What this task involves – Copy the lines below word for word, leaving out the pictures.

+ + + + + + +

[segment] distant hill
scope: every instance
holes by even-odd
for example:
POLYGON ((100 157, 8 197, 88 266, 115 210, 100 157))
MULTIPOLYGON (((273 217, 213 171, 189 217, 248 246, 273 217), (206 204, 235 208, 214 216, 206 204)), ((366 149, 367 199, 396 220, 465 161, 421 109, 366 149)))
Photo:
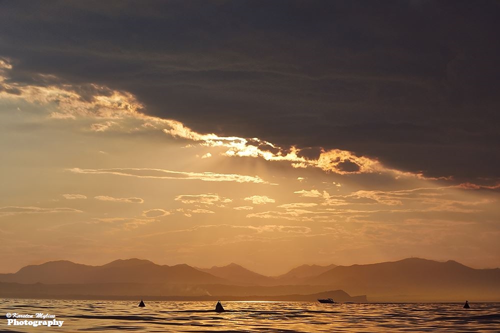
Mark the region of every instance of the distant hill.
MULTIPOLYGON (((132 300, 166 301, 282 301, 316 302, 318 298, 331 298, 338 302, 364 303, 365 296, 351 297, 342 290, 314 294, 254 295, 252 290, 238 295, 210 294, 200 287, 146 284, 84 284, 29 285, 0 282, 0 297, 72 300, 132 300)), ((251 287, 250 287, 251 288, 251 287)), ((272 287, 270 287, 272 288, 272 287)), ((223 291, 224 289, 220 291, 223 291)))
POLYGON ((238 285, 270 286, 276 284, 272 278, 252 272, 234 263, 222 267, 214 266, 212 268, 196 269, 238 285))
POLYGON ((290 270, 285 274, 276 277, 276 279, 282 283, 297 283, 303 281, 305 278, 317 276, 336 267, 336 265, 333 264, 328 266, 302 265, 290 270))
MULTIPOLYGON (((324 291, 342 290, 368 295, 370 302, 500 301, 500 269, 478 270, 452 261, 418 258, 350 266, 303 265, 275 277, 236 264, 196 269, 136 259, 100 266, 58 261, 0 274, 0 297, 4 297, 139 295, 306 300, 311 295, 324 295, 324 291)), ((350 302, 366 299, 360 297, 350 302)))
POLYGON ((500 300, 500 269, 419 258, 337 266, 306 280, 383 301, 500 300))
POLYGON ((200 272, 187 265, 156 265, 148 260, 116 260, 101 266, 51 261, 23 267, 17 273, 0 274, 0 282, 22 284, 44 283, 168 283, 210 284, 226 282, 224 279, 200 272))

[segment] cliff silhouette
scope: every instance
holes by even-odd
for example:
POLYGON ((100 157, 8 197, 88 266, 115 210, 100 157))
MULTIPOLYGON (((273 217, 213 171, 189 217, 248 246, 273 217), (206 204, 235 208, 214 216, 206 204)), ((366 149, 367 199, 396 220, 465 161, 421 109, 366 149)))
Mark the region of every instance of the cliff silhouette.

+ + + + + + +

The response –
[segment] distant hill
scope: every instance
holes by even-odd
for example:
POLYGON ((100 157, 8 197, 88 266, 115 210, 100 157))
MULTIPOLYGON (((273 217, 213 171, 189 217, 248 246, 273 217), (206 204, 235 208, 214 216, 206 204)), ((366 149, 367 199, 396 220, 465 161, 421 109, 366 149)))
Photo:
Mark the region of every instance of the distant hill.
MULTIPOLYGON (((132 300, 166 301, 282 301, 316 302, 318 298, 331 298, 338 302, 364 303, 365 296, 351 297, 342 290, 314 294, 254 295, 252 290, 238 295, 210 294, 200 287, 146 284, 84 284, 29 285, 0 282, 0 297, 72 300, 132 300)), ((251 287, 250 287, 251 288, 251 287)), ((272 287, 270 287, 272 288, 272 287)), ((223 291, 224 289, 220 291, 223 291)))
POLYGON ((238 285, 270 286, 276 284, 272 278, 252 272, 234 263, 222 267, 214 266, 212 268, 196 269, 238 285))
POLYGON ((290 270, 285 274, 276 277, 276 279, 282 283, 297 283, 303 281, 305 278, 317 276, 336 267, 336 265, 333 264, 328 266, 302 265, 290 270))
MULTIPOLYGON (((324 291, 342 290, 368 295, 370 302, 500 301, 500 269, 478 270, 452 261, 418 258, 350 266, 303 265, 275 277, 236 264, 196 269, 136 259, 100 266, 58 261, 0 274, 0 297, 4 297, 139 295, 306 300, 311 295, 324 295, 324 291)), ((350 302, 366 299, 360 297, 350 302)))
POLYGON ((500 300, 500 269, 419 258, 337 266, 306 280, 383 301, 500 300))
POLYGON ((200 272, 187 265, 156 265, 148 260, 116 260, 101 266, 51 261, 23 267, 17 273, 0 274, 0 282, 22 284, 44 283, 168 283, 210 284, 226 282, 224 279, 200 272))

[segment] cliff silhouette
scope: every instance
holes by even-odd
for example:
POLYGON ((100 157, 8 197, 88 266, 115 210, 100 157))
MULTIPOLYGON (((273 217, 213 171, 189 217, 248 246, 273 217), (206 204, 235 208, 214 216, 206 204)), ((366 149, 367 199, 396 220, 465 161, 421 109, 366 149)))
Mark the region of every instance of the cliff silhouette.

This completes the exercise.